▶ _STATED EXERCISE_:
Copy the records verbatim, from the first line through the line that contains "POLYGON ((1070 691, 1067".

▶ _DATASET EXCERPTS_:
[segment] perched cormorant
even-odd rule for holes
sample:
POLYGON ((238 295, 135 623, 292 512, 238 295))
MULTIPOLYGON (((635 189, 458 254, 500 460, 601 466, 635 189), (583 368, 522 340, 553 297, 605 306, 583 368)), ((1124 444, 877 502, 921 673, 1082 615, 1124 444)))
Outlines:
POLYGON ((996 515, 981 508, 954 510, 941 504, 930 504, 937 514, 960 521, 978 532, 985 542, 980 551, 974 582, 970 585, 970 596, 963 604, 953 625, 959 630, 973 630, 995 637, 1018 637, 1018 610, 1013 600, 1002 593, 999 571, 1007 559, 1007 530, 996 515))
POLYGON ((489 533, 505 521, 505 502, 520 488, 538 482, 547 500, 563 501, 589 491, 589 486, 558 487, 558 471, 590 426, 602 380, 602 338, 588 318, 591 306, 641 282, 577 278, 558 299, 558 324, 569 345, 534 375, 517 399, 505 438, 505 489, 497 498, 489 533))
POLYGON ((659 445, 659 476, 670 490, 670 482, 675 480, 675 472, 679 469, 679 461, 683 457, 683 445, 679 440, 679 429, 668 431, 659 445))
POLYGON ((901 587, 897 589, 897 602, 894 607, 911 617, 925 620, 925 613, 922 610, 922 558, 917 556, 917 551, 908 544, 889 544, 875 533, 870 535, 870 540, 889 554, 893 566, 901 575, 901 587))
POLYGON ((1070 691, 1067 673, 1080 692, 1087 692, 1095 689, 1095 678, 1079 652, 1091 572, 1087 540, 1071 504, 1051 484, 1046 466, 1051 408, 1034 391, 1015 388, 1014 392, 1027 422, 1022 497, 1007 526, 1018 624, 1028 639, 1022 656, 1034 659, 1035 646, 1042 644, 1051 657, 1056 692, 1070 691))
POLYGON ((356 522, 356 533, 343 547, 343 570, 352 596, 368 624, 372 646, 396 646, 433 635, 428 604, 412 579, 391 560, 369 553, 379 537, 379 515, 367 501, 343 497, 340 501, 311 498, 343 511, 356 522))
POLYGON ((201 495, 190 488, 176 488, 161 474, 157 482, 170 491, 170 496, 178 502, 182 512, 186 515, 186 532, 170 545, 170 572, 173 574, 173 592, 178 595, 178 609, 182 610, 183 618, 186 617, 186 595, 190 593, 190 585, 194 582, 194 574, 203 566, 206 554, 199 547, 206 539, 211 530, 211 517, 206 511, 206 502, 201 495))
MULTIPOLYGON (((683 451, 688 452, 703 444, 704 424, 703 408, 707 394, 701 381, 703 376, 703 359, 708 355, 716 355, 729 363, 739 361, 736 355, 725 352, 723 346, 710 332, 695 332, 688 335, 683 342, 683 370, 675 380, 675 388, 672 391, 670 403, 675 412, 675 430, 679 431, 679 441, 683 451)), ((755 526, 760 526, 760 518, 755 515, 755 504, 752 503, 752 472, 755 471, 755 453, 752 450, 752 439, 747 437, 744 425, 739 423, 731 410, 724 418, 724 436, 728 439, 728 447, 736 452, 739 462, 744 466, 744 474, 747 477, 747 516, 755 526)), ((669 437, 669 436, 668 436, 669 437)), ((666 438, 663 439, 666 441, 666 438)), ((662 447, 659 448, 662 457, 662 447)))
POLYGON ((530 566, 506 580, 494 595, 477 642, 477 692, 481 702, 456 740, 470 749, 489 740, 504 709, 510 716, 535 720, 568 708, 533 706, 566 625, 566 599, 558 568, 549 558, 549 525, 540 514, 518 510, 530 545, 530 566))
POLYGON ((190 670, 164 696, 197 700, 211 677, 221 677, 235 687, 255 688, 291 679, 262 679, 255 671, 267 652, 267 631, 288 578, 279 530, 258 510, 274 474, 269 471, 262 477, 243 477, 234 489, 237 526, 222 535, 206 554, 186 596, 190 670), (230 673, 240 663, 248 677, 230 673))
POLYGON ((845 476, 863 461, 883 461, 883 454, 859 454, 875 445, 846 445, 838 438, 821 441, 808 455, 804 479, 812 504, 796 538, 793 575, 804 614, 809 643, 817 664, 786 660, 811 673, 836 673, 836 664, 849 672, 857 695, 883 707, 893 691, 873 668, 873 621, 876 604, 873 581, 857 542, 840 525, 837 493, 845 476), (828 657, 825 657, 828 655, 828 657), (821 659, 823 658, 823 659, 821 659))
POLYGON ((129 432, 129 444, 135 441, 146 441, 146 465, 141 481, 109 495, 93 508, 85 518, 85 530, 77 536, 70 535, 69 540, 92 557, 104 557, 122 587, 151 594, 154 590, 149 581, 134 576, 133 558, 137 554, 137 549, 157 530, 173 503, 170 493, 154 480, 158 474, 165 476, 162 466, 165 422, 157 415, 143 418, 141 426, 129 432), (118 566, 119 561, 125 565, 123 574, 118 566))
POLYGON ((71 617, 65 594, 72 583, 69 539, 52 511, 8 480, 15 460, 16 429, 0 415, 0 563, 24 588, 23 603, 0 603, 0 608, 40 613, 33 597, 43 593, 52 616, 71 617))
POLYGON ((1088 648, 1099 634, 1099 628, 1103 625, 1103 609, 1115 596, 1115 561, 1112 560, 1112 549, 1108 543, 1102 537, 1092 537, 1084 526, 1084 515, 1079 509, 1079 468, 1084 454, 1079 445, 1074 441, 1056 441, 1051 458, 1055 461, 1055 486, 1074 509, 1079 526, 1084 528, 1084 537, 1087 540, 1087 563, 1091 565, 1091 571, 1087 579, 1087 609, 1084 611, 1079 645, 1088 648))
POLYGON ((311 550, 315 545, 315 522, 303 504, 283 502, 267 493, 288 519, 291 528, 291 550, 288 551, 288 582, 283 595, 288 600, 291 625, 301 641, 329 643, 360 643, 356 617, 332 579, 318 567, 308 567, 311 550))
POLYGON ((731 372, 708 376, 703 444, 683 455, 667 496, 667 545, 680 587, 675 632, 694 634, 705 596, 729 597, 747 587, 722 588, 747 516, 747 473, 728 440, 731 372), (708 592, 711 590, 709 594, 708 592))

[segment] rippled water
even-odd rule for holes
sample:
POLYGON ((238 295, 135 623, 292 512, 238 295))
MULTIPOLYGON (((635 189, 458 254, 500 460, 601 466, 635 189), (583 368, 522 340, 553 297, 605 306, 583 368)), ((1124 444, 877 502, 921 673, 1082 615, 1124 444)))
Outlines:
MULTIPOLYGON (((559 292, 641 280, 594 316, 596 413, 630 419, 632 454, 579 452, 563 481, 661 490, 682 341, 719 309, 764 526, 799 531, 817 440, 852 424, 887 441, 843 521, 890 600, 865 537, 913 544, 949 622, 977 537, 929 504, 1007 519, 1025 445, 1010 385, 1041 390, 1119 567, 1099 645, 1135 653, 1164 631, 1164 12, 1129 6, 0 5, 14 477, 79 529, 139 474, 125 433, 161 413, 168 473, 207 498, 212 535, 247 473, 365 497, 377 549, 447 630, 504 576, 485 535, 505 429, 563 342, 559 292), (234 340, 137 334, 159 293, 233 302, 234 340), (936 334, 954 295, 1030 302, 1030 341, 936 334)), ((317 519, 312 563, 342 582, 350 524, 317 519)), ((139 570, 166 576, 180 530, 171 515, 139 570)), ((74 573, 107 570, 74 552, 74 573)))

▶ _SOLVED EXERCISE_:
[segment] perched cormorant
even-odd rule for holes
sample:
POLYGON ((238 295, 135 623, 292 512, 238 295))
MULTIPOLYGON (((635 189, 458 254, 500 460, 601 466, 635 189), (583 368, 522 340, 553 297, 605 306, 583 368)), ((1124 444, 877 502, 921 673, 1082 615, 1124 444)))
Outlines:
POLYGON ((996 515, 981 508, 954 510, 941 504, 930 504, 937 514, 960 521, 978 532, 985 542, 980 551, 974 582, 970 585, 970 596, 963 604, 953 625, 959 630, 973 630, 995 637, 1018 637, 1018 610, 1013 600, 1002 593, 999 571, 1007 559, 1007 530, 996 515))
POLYGON ((489 533, 505 521, 505 502, 520 488, 538 482, 547 500, 563 501, 589 491, 589 486, 558 487, 558 471, 590 426, 602 380, 602 338, 588 318, 591 306, 641 282, 577 278, 558 299, 558 324, 569 345, 534 375, 517 399, 505 438, 505 489, 497 498, 489 533))
POLYGON ((659 445, 659 476, 670 490, 670 482, 675 480, 675 472, 679 469, 679 461, 683 457, 683 445, 679 440, 679 429, 668 431, 659 445))
POLYGON ((901 587, 897 589, 897 602, 894 607, 911 617, 925 620, 925 613, 922 610, 922 558, 917 556, 917 551, 908 544, 889 544, 875 533, 870 535, 870 540, 889 554, 893 566, 901 575, 901 587))
POLYGON ((1070 691, 1067 673, 1080 692, 1087 692, 1095 689, 1095 678, 1079 652, 1091 572, 1087 540, 1071 504, 1051 484, 1046 466, 1051 408, 1034 391, 1015 388, 1014 392, 1027 422, 1022 497, 1007 526, 1018 624, 1028 639, 1022 656, 1034 659, 1035 646, 1042 644, 1051 657, 1056 692, 1070 691))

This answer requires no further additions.